- WHAT IS REQUIRED: Write out the records again, exactly, leaving none out.

--- START EXCERPTED RECORDS ---

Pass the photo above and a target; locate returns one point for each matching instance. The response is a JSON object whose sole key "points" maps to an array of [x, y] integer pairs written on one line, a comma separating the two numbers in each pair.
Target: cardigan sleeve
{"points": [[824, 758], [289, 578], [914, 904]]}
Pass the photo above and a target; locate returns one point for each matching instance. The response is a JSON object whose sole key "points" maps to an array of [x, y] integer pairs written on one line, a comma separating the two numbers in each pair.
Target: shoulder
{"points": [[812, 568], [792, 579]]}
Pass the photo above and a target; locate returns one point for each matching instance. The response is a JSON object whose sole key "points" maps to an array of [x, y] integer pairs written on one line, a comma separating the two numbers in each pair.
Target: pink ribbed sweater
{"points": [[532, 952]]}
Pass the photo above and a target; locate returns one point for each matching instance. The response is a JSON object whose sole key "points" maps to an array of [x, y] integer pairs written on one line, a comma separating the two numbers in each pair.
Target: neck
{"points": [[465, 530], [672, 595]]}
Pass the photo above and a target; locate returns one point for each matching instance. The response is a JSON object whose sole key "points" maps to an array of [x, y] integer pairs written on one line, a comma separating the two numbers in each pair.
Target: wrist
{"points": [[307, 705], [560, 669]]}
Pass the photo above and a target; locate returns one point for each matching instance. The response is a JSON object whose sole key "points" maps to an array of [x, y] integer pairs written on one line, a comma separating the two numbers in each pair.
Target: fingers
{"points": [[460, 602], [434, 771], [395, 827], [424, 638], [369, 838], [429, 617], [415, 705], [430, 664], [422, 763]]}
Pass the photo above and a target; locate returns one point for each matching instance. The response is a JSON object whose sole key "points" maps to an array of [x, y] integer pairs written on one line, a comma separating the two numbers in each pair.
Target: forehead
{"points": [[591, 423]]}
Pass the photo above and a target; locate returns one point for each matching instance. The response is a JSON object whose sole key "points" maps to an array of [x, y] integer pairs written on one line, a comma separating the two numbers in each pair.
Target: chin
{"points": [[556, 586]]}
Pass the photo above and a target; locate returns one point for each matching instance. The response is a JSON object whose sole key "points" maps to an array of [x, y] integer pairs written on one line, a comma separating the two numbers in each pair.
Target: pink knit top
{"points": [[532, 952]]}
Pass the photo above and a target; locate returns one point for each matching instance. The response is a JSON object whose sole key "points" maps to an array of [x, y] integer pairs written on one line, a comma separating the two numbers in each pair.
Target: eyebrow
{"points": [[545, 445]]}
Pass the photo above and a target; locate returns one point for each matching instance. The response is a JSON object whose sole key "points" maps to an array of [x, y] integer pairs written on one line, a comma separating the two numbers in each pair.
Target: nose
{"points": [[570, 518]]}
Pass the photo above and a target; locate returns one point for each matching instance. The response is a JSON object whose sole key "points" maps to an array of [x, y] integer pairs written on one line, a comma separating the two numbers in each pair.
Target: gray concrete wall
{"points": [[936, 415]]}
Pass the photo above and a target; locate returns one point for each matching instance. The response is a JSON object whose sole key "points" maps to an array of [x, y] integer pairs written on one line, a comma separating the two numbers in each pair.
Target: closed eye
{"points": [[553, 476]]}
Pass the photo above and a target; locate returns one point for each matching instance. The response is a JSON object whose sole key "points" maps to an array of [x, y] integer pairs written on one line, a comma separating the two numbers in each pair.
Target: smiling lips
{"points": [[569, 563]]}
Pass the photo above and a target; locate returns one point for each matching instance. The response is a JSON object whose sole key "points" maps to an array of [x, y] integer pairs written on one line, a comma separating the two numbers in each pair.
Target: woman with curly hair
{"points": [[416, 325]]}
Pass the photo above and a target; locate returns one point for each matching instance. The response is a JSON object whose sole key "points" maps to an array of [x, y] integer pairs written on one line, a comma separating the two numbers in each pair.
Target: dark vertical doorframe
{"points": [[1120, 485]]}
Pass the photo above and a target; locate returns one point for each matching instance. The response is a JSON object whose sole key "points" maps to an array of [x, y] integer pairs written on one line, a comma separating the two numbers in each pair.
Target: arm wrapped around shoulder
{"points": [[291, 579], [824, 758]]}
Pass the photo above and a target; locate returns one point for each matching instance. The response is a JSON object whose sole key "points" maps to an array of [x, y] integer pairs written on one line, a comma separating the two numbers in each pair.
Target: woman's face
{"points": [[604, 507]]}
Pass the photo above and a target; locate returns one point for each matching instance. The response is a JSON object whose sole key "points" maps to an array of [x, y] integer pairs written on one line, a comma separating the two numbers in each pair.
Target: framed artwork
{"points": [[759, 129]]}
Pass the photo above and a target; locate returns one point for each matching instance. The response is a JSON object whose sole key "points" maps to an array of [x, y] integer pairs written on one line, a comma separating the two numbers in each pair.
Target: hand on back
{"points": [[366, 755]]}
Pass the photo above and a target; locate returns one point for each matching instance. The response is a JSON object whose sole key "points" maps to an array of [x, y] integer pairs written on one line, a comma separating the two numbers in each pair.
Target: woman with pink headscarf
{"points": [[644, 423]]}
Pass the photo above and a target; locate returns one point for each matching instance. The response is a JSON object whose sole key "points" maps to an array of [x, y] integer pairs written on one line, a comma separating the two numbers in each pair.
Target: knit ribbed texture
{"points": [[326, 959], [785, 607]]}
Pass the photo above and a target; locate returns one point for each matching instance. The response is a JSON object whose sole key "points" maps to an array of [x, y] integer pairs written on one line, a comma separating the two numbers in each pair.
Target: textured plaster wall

--- END EXCERPTED RECORDS ---

- RESULT BELOW:
Pass the photo above and a target; locate returns one point for each matching instance. The response is a JSON object whose sole key "points" maps to an array of [x, y] integer pairs written on one line, a comma separating the two numbers in each pair.
Target: cardigan sleeve
{"points": [[824, 758], [289, 578], [914, 904]]}
Pass the photo above and a target; locate returns one point for each matching instance. The response is a JSON object whose sole key "points" maps to an array of [x, y] integer pairs written on one line, a comma separating the two numbers in each pair.
Target: shoulder
{"points": [[812, 568], [792, 579]]}
Pass the photo above and a target; locate returns one point for each matching instance. The response is a JSON object whose sole key "points" maps to an array of [x, y] integer pairs written on one line, a comma separating the two numbers in each pair.
Target: pink ribbed sweater
{"points": [[532, 952]]}
Pass the photo above and a target; locate returns one point for each matching instance. The response is a JSON object whose sole key "points" maps to an array of [x, y] integer pairs written on one line, a comma separating the two numbers in each pair.
Target: neck
{"points": [[465, 530], [672, 595]]}
Pass the photo above and a target; locate returns one point for each matching instance. The response is a JSON object whose sole key "points" maps to an array of [x, y] integer pairs written on one line, a comma separating the two numbers in each pair.
Target: wrist
{"points": [[307, 705], [560, 669]]}
Pass the photo above and a target; locate returns one point for each matching instance. The response is a JSON object whose sole key "points" maps to an array of [x, y] integer pairs written on one line, a comma separating the two numbers in each pair.
Target: fingers
{"points": [[460, 602], [434, 771], [395, 827], [424, 638], [369, 838], [429, 617], [415, 705], [430, 664], [422, 763]]}
Pass the photo above and a target; locate returns one point for each matching instance. The response is a JSON object whose sole key "points" maps to an array of [x, y] integer pairs written on one line, a comma separating the two numbers in each pair.
Target: forehead
{"points": [[591, 423]]}
Pass the photo above and a target; locate returns one point for each matching instance. The response is a JSON object whose sole key "points" maps to an array of [x, y] integer pairs written on one line, a comma separating the two numbers in each pair.
Target: chin
{"points": [[556, 586]]}
Pass the photo above and a target; locate returns one point for each matching instance. The response is a JSON object whose sole key "points" maps to an array of [x, y] integer pairs written on one line, a comma separating the two numbers in each pair.
Target: pink knit top
{"points": [[532, 952]]}
Pass the photo above and a target; locate returns one point for each matching instance. The response is a JSON object whose sole key "points" maps to an array of [x, y] integer pairs written on one line, a comma separating the two numbers in each pair.
Target: eyebrow
{"points": [[545, 445]]}
Pass the photo above and a target; locate returns one point for each matching instance. The response is a JSON object whose sole key "points" maps to an array of [x, y] integer pairs written on one line, a comma separating the two numbers in each pair.
Target: nose
{"points": [[570, 518]]}
Pass the photo above and a target; locate returns one point for each matching instance. The response is a JSON object whose sole key "points" maps to an array of [x, y] integer pairs written on one line, a comma separating the two numbers in each pair.
Target: gray concrete wall
{"points": [[936, 415]]}
Pass the photo above and a target; locate returns one point for each matching instance. The response is a JSON object whose sole key "points" maps to an array of [x, y] integer pairs written on one line, a comma separating the two numbers in each pair.
Target: closed eye
{"points": [[553, 476]]}
Pass the photo above and a target; locate returns one point for each matching instance. The response is a JSON object whose sole key "points" maps to an array of [x, y] integer pairs written on one line, a comma separating the two numbers in each pair.
Target: smiling lips
{"points": [[569, 563]]}
Pass the photo above and a target; locate returns one point for each matching instance. The response is a JSON object whose sole key "points" maps to an array of [x, y] integer pairs written on one line, a comma separating the two numbers in each pair.
Target: woman with curly hair
{"points": [[416, 325]]}
Pass the photo above and a target; locate returns one point for each matching instance. The response is a JSON object whose sole key "points" maps to an array of [x, y] integer pairs written on one line, a comma separating the two numbers in each pair.
Target: dark vertical doorframe
{"points": [[1120, 485]]}
Pass the photo above and a target; locate returns one point for each matching instance. The response is a JSON object whose sole key "points" maps to an array of [x, y] integer pairs written on one line, a comma separating the two numbers in each pair.
Target: arm wrapped around shoulder
{"points": [[291, 579], [824, 758]]}
Pass the photo above and a target; locate returns one point for each matching instance. The response is a JSON object whose sole key "points" maps to an array of [x, y] integer pairs written on one line, a comma separating the two numbers in each pair.
Target: woman's face
{"points": [[604, 507]]}
Pass the photo above and a target; locate returns one point for each matching instance. The response is a JSON object whose sole key "points" maps to an array of [x, y] integer pairs written on one line, a comma separating the two numbers in each pair.
Target: framed artwork
{"points": [[759, 129]]}
Pass the photo above and a target; locate returns one point for each matching instance. The response is a JSON object whose sole key "points" maps to an array of [x, y] integer pairs written on one line, a comma separating the two numbers in each pair.
Target: hand on back
{"points": [[366, 755]]}
Pass the photo above and a target; locate returns one point for each matching instance. The response is a JSON object whose sole key "points" maps to an array of [x, y] integer pairs written on one line, a comma separating the two numbers in each pair.
Target: woman with pink headscarf
{"points": [[644, 423]]}
Pass the photo above and a target; locate returns one point for each matching instance. The response is a JSON object whose sole key "points" maps to an array of [x, y] integer pairs written on one line, a comma separating the two numbers in each pair.
Target: knit ribbed texture
{"points": [[326, 959], [785, 607]]}
Pass the photo above and a target; locate returns one point for each matching instance. The response is a JSON object whose sole key "points" maps to an array of [x, y] integer pairs written on one line, a comma separating the two numbers in each pair.
Target: textured plaster wall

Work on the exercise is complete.